**Directive**
Return nothing but the lines from the line containing "In the photo above, where can the dark slate" through the last line of the records, reproduced exactly.

**Data to use**
* * * * * * *
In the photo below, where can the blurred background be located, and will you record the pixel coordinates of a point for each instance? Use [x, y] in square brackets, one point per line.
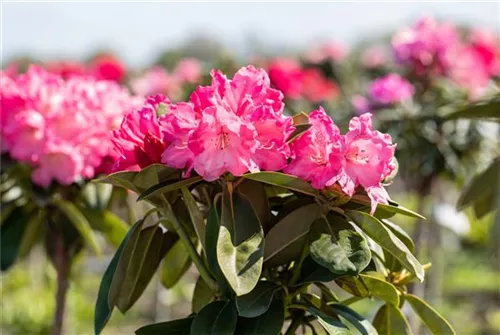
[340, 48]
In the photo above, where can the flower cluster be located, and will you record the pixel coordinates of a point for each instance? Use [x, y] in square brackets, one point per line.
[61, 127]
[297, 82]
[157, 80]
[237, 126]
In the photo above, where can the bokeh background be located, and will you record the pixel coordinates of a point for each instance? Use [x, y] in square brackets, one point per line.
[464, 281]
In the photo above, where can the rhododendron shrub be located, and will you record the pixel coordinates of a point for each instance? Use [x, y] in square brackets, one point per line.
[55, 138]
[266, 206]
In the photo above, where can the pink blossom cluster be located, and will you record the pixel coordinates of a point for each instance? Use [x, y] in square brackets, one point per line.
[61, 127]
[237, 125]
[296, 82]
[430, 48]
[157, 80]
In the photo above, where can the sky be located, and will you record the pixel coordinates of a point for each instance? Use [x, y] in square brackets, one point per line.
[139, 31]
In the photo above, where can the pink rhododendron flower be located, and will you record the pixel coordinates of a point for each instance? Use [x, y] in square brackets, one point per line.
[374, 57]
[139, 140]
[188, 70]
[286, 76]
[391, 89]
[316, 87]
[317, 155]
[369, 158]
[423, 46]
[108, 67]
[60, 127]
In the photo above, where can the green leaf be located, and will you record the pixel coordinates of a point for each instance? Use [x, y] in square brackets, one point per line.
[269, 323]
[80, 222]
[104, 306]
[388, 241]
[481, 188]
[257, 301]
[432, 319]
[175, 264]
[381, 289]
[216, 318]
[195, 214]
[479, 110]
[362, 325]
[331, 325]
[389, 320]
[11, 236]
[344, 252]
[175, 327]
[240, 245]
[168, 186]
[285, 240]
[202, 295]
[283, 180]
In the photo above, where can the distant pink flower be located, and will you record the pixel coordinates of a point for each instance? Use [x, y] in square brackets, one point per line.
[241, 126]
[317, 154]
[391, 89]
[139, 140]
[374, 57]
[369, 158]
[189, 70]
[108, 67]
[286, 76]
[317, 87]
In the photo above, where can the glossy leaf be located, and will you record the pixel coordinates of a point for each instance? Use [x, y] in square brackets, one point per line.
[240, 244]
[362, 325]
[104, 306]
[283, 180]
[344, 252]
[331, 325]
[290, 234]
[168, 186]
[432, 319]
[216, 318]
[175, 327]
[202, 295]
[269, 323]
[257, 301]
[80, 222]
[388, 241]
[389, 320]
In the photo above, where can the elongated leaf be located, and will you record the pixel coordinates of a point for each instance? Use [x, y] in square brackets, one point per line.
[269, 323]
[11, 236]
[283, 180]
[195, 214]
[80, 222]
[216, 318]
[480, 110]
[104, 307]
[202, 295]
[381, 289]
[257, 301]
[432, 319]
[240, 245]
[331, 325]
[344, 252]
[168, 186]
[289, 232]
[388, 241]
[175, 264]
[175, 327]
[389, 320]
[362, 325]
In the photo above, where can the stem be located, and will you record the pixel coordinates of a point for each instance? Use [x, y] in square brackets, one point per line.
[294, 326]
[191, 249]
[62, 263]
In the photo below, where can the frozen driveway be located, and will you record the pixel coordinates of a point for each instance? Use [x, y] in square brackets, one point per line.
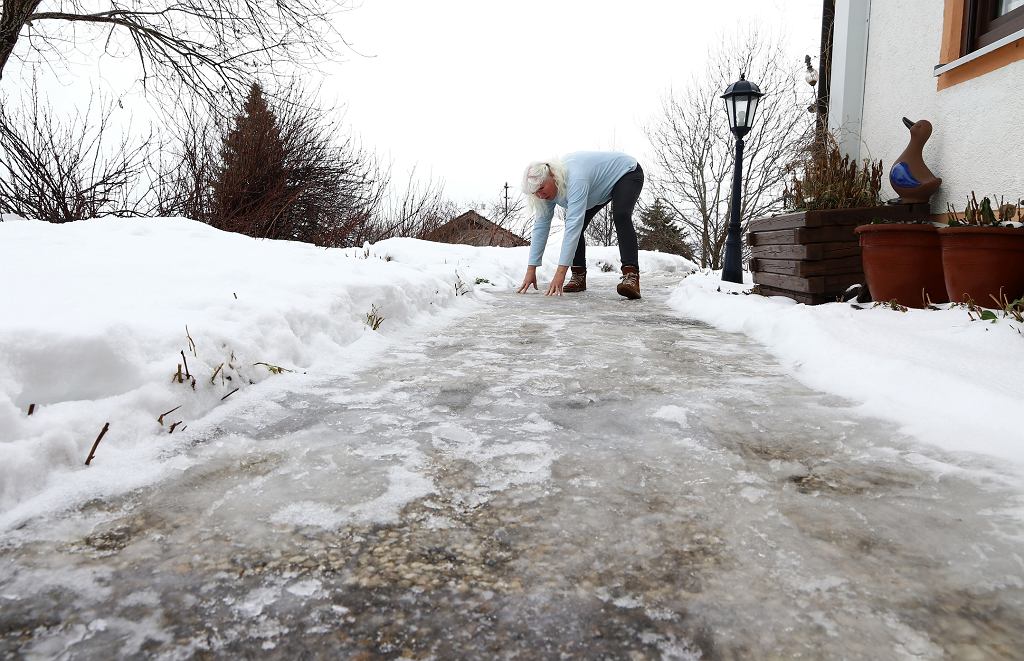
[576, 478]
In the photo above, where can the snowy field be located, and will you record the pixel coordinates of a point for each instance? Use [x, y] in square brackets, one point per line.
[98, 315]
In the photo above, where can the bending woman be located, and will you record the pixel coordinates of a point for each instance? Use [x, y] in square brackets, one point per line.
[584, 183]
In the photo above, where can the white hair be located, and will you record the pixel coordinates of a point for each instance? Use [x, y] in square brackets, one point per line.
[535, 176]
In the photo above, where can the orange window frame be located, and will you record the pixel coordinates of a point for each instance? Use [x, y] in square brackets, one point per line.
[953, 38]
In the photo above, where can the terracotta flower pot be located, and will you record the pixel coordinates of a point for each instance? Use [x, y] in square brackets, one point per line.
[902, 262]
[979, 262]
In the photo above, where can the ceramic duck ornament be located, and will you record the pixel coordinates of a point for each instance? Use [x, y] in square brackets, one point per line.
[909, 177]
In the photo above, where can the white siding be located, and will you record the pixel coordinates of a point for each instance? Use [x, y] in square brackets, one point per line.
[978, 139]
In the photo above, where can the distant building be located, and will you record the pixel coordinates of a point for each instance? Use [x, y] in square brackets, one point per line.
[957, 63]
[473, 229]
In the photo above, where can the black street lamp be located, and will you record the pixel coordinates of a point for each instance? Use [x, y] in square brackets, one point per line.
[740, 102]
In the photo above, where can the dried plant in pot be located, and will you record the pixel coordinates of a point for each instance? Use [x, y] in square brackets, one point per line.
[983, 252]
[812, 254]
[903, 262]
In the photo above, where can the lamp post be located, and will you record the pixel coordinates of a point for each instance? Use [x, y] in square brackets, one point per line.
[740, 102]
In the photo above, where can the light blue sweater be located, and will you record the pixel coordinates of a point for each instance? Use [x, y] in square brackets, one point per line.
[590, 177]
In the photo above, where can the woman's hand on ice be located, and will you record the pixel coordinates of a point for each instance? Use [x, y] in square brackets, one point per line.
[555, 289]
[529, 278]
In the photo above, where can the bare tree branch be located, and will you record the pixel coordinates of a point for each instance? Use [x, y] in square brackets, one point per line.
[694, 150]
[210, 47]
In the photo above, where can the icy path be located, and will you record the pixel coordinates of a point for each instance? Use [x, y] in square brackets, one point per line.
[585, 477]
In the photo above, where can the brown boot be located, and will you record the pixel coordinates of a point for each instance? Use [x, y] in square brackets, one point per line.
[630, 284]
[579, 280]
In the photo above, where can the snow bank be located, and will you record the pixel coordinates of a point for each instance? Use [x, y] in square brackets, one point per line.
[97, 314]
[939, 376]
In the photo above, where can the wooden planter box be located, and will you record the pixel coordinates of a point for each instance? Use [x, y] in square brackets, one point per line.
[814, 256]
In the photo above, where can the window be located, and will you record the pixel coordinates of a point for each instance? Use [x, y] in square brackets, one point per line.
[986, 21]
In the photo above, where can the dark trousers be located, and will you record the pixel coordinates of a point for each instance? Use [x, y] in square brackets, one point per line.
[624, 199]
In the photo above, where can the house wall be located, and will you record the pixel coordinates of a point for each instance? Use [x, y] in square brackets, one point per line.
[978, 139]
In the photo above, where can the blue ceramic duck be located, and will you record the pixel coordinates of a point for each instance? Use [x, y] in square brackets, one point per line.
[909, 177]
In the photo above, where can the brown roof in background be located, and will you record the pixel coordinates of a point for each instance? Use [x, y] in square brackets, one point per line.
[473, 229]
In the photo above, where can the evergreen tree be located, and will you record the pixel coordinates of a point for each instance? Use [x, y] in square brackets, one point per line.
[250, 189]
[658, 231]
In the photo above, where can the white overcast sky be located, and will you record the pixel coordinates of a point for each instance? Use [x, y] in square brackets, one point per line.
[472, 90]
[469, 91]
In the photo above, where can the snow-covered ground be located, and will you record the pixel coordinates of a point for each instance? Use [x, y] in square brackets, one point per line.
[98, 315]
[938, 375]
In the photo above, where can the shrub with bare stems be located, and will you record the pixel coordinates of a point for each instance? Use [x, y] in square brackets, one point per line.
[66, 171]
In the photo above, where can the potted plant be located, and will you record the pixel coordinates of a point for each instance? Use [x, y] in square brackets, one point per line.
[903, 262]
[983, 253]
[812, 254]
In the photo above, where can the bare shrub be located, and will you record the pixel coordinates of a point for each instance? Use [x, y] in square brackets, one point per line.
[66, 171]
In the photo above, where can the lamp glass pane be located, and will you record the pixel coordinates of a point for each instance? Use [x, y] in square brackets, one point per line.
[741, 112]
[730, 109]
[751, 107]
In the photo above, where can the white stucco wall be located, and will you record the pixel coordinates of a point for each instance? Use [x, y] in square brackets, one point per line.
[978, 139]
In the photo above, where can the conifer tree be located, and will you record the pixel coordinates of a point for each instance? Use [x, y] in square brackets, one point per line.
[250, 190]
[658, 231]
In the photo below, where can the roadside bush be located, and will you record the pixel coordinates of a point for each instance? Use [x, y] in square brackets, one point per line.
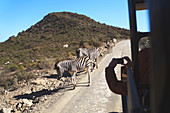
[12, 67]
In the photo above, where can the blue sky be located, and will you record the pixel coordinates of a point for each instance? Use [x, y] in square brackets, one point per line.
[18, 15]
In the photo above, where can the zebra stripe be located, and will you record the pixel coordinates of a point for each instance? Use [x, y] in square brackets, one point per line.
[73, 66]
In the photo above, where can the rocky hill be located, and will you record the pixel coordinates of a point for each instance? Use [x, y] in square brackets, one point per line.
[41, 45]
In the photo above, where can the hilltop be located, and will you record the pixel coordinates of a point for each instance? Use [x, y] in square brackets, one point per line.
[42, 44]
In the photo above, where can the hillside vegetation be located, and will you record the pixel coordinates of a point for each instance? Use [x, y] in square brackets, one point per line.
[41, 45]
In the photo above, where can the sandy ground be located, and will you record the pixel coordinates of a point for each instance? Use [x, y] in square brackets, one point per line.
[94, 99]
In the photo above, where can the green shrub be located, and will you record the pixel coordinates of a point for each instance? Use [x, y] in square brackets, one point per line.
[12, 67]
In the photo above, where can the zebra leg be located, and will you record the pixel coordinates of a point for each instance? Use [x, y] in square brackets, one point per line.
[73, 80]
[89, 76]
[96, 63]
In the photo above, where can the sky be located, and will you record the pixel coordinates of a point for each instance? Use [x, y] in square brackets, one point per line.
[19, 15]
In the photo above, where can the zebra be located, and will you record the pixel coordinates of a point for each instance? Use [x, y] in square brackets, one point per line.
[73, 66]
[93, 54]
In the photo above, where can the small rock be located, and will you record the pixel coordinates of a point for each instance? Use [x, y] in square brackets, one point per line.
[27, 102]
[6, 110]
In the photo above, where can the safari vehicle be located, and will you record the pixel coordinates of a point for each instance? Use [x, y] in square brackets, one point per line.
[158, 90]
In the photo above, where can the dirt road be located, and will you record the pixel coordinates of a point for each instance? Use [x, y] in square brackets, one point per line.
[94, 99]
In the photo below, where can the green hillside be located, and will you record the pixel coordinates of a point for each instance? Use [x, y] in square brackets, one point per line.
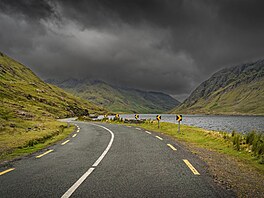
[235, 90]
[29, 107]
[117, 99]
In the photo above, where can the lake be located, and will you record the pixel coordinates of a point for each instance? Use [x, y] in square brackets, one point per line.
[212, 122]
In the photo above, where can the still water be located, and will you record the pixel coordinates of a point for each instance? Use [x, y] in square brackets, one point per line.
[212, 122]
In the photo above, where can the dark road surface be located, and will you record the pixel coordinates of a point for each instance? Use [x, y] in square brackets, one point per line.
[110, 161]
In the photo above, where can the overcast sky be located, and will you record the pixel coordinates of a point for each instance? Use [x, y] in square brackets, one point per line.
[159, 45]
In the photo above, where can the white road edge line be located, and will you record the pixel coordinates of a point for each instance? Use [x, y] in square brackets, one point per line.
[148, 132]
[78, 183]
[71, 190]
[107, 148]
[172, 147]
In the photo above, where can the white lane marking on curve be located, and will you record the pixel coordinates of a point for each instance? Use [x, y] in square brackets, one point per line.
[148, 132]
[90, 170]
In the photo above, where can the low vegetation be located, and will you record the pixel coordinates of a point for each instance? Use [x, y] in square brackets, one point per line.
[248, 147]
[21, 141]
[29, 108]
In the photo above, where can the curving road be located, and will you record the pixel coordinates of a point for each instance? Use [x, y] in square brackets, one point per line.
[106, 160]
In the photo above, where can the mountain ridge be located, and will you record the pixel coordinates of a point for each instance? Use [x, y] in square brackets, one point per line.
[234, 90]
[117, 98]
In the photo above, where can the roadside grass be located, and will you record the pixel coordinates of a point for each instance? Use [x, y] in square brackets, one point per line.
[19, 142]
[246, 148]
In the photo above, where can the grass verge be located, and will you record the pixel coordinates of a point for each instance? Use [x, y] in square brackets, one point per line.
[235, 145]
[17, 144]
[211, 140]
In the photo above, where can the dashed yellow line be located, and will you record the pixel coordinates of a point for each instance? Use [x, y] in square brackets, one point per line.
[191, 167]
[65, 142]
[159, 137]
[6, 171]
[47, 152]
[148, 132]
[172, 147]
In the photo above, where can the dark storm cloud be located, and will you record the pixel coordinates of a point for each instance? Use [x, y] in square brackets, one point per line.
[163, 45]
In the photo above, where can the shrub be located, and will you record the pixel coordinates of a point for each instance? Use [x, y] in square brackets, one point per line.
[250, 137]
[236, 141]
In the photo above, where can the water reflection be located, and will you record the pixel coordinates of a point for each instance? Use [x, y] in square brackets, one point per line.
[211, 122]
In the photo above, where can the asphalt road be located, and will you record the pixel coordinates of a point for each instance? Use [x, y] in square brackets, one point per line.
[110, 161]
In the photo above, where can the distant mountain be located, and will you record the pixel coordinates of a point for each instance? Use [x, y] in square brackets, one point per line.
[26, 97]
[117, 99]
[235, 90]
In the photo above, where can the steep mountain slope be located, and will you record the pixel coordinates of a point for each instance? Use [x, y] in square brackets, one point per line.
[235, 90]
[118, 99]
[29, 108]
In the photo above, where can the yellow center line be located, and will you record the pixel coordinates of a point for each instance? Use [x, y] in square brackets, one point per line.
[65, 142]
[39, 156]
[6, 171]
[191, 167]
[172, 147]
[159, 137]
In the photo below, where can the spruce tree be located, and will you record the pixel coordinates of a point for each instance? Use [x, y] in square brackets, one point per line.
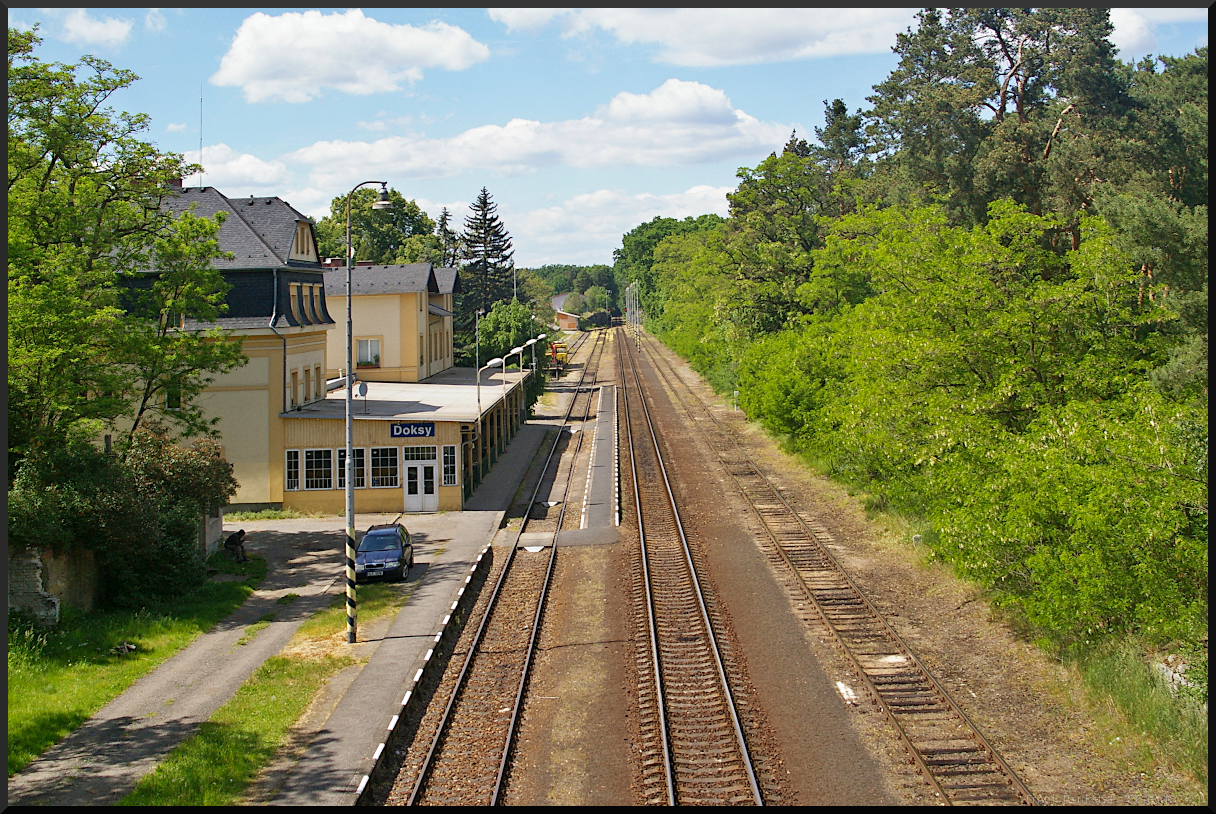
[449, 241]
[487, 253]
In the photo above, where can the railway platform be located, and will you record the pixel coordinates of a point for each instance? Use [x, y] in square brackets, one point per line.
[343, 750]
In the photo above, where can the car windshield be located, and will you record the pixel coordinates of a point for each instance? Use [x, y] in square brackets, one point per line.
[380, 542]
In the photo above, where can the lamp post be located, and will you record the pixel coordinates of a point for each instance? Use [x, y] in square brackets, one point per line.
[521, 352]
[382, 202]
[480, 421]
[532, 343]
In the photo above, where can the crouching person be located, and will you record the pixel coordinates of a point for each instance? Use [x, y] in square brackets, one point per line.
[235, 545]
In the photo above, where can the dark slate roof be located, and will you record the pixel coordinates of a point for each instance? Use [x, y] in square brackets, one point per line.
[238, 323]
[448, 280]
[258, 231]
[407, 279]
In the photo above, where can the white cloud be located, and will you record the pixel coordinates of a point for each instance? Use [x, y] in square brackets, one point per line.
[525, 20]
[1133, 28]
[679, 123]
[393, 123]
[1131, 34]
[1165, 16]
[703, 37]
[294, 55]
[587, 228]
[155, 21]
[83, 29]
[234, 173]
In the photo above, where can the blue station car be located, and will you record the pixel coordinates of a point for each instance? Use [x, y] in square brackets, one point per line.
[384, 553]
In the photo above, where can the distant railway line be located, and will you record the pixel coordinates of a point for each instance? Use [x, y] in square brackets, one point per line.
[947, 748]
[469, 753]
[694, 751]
* * * * * * *
**Answer below**
In the photo above, where can the dark slate roof be located, and will you record the pixel coordinates of a point for each instance? Use [x, y] in square brackets, one point per line.
[238, 323]
[448, 280]
[258, 231]
[407, 279]
In the photo above, where can the white cloud be located, and will you record the pixel coordinates of a point for each instance? Use [x, y] in square brackets, one point per line.
[525, 20]
[1133, 28]
[679, 123]
[393, 123]
[1131, 34]
[1165, 16]
[703, 37]
[294, 55]
[587, 228]
[155, 21]
[83, 29]
[234, 173]
In the photo above, where can the blue station car be located, and will you record the pixel coordinates of a point for each instance? Use [x, y] in square brackets, one point per line.
[384, 553]
In the photo above, where can the distant railway line be located, and will you record the pixel coordinates of a point for each instance? Use [x, y] in square brackets, one point per line.
[947, 748]
[469, 753]
[694, 751]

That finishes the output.